# [What needs to be done]
Once you have read the entries below, repeat all of them exactly.

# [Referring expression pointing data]
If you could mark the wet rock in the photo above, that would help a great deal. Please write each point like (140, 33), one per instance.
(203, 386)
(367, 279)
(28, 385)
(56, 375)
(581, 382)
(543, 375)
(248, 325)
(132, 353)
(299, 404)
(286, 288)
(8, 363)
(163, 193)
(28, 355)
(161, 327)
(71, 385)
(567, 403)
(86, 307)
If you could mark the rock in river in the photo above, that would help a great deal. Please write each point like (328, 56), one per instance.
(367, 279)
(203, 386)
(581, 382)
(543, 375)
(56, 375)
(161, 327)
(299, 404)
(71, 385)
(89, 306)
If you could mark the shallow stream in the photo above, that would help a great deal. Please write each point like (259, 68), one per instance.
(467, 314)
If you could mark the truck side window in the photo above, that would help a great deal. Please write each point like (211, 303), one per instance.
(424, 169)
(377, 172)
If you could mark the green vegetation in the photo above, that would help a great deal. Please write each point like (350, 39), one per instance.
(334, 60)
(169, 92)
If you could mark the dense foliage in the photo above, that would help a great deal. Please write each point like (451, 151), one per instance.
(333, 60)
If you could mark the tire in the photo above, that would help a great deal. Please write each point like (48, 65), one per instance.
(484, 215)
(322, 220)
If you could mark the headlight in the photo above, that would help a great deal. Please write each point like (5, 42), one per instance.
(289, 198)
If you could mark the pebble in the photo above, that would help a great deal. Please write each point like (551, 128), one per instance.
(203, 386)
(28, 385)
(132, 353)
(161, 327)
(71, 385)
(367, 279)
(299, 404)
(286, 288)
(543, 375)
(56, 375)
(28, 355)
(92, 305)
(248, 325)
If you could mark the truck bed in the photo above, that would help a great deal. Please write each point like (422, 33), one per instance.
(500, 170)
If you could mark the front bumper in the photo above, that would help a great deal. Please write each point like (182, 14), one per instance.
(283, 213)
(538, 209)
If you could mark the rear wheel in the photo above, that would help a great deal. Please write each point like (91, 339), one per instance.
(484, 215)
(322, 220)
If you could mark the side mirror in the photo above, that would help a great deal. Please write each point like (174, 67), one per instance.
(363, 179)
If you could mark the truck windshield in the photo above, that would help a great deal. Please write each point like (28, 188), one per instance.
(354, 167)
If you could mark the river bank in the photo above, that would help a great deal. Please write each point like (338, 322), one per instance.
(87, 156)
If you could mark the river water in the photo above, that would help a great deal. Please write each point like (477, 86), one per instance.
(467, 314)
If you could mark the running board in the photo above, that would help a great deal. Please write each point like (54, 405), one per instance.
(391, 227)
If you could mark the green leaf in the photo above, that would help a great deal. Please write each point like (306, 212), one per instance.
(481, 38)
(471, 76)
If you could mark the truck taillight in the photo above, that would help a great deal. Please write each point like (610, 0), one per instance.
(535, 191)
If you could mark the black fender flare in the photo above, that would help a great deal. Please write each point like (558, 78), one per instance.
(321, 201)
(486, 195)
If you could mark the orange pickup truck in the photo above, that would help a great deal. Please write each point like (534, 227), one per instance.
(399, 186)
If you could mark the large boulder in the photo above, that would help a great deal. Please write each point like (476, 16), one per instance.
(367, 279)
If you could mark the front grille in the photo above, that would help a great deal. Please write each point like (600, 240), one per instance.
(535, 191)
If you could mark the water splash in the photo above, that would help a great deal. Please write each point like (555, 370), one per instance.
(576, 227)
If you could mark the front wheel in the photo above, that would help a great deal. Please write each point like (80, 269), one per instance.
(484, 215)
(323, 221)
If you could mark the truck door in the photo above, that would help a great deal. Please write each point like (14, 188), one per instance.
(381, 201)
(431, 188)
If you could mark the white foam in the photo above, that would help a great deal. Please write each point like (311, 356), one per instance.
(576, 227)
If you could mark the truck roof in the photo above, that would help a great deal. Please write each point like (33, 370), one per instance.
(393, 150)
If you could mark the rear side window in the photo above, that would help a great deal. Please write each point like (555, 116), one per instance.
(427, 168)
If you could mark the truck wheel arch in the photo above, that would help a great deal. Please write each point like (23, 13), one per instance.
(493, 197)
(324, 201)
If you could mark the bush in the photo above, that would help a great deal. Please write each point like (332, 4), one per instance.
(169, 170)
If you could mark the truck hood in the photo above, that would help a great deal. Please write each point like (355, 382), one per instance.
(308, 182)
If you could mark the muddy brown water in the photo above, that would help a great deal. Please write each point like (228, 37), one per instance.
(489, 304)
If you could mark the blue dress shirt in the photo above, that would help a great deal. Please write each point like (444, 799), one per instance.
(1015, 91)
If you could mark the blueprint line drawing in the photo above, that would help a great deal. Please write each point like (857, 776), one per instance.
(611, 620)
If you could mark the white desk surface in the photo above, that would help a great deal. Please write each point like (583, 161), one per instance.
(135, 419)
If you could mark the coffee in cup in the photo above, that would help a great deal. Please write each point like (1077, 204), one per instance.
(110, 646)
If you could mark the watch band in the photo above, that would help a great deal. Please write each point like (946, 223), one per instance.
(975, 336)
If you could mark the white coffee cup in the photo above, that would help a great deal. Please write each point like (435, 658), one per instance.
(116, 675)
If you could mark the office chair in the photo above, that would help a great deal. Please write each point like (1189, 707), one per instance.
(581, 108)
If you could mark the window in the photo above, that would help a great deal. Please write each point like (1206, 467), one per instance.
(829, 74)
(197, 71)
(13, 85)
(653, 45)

# [Response]
If you could mark the wet rock in the photo above, that would help a great deal. Please write each point like (140, 33), one per instance.
(203, 386)
(367, 279)
(28, 385)
(56, 375)
(581, 382)
(543, 375)
(248, 325)
(132, 353)
(299, 404)
(286, 288)
(8, 363)
(163, 193)
(28, 355)
(161, 327)
(71, 385)
(567, 403)
(86, 307)
If you could mark the rock in river in the photo above, that would help a great deal. Please write each point like (328, 56), one per instance.
(367, 279)
(203, 386)
(581, 382)
(543, 375)
(56, 375)
(161, 327)
(299, 404)
(71, 385)
(89, 306)
If you could mark the shallow stream in the photo above, that would help a great deal. Please write each point like (259, 68), one per instance.
(467, 314)
If you could mark the truck side window in the photo above, that would help a great deal. Please write each point like (211, 303), one per instance.
(424, 169)
(377, 172)
If you could mark the green vegetation in the photo above, that would help a great deal. Please write each point like (350, 39), one per instance.
(334, 60)
(169, 92)
If you could mark the dense foliage in the photo above, that would help a great deal. Please write each point like (451, 151), one per instance.
(333, 60)
If you could mark the tire in the photo above, that would help a great deal. Please write each point like (48, 65), one per instance.
(484, 215)
(322, 220)
If you could mark the headlight in the photo above, that would help a great deal. Please write each point like (5, 42), one per instance.
(289, 198)
If you could mark the pebble in the photo above, that would help a great deal. Please write each point like (551, 128), one per instance.
(203, 386)
(28, 385)
(132, 353)
(161, 327)
(71, 385)
(367, 279)
(299, 404)
(286, 288)
(543, 375)
(56, 375)
(28, 355)
(92, 305)
(248, 325)
If you could mark the truck bed in the photo above, that would help a great deal. Please write each point like (422, 33), one per instance.
(500, 170)
If you could mark the front bumper in the photo above, that would help a great deal. Please write each point like (182, 14), one per instance.
(283, 213)
(538, 209)
If you could mark the rear wheel in the photo above, that would help a great deal. Please write each point like (91, 339), one per instance.
(484, 215)
(322, 220)
If you could mark the side mirror in the photo above, that would help a great deal. Please write each point like (174, 67), one per instance.
(363, 179)
If you could mark the truck windshield in the photo above, that would help a great deal. Please write each point like (28, 188), one per instance.
(354, 167)
If you could mark the river bank in the photo above, that would help a great deal. Please write each point like (338, 322), one per instance.
(87, 156)
If you could mark the river water in the photo above, that would help a great deal. Please write each point like (477, 86), one per instance.
(467, 314)
If you could mark the running board in the photo above, that would help a great deal. Please write each point like (54, 405), one per instance.
(391, 227)
If you could mark the green leaf in the photo above, that would help a great deal. Please write each point like (306, 212), one per instance.
(481, 38)
(471, 76)
If you could mark the truck taillight in the photo above, that would help a great deal. Please write each point like (610, 0), one per instance.
(535, 191)
If you could mark the black fender flare in the photo above, that would help a great deal. Please write each point like (558, 78), one per instance.
(321, 201)
(486, 195)
If you could mark the orange pickup truck in the photo above, that would help a great deal. Please write each point like (534, 227), one per instance.
(399, 186)
If you could mark the large boulder in the photo above, that would help a great deal. Please write each point like (476, 16), one per instance.
(367, 279)
If you could mark the front grille in the photo above, that would help a great deal. Please write each point like (600, 240), one per instance.
(535, 191)
If you could mark the water splash in the photo above, that would help a great deal. Please write each point like (555, 370), one per instance.
(576, 227)
If you could mark the front wheel in the photo above, that would help a great deal. Please write each point like (80, 269), one per instance.
(484, 215)
(323, 221)
If you could mark the truck door in the photo above, that would help a great deal. Please write each point like (14, 188), one per instance.
(381, 201)
(431, 188)
If you could mark the white foam in the photo above, that would help a great deal. Please write each point like (311, 356), one per instance.
(576, 227)
If you could mark the truck roof in the photo above, that would help a great deal. Please write each point like (33, 370), one per instance.
(393, 150)
If you could mark the rear side window in the photo above, that would help a great deal. Please write each point like (555, 116), one per instance.
(427, 168)
If you could mark the truck wheel arch in the photo above, that would help a great deal. Please write each point like (23, 13), one per instance.
(493, 197)
(324, 201)
If you could mark the bush in the photo above, that would help a great deal. Please write each point like (332, 4), one per instance.
(169, 170)
If you could mark the truck hood in the photo above, that would help a great deal. Please write each point like (355, 382), one per instance.
(308, 182)
If you could mark the muddy brown water in the photo above, that would help a great deal. Please write each point like (228, 37), one per instance.
(489, 304)
If you could mark the blue dress shirt in the photo above, that would help a great deal. Please write each point like (444, 799), one per instance.
(1015, 91)
If you could mark the blueprint line drawing in the photo above, that would help a great deal. Please write each point like (857, 776), one per instance.
(611, 620)
If you could mark the white desk surface in the photo above, that would help a great deal. Please write each point like (583, 161), one per instance.
(135, 419)
If you could mark the coffee in cup in the photo above, that would help a great deal. Please write each point like (1077, 204), one per instance.
(110, 646)
If you could mark the watch band in the photo above, that would help a great deal. Please write each point like (946, 223), one per instance.
(975, 336)
If you could mark the white coffee cup in the photo above, that would help a great deal. Please write each point like (435, 658), one per instance.
(116, 675)
If you could mark the office chair in the photo above, that would help a great deal. Please write each point like (1189, 707), one per instance.
(581, 108)
If you could mark the window in the photo above, that would help a great deal. Please write each point like (1206, 467), one per instance.
(829, 74)
(197, 71)
(13, 85)
(653, 45)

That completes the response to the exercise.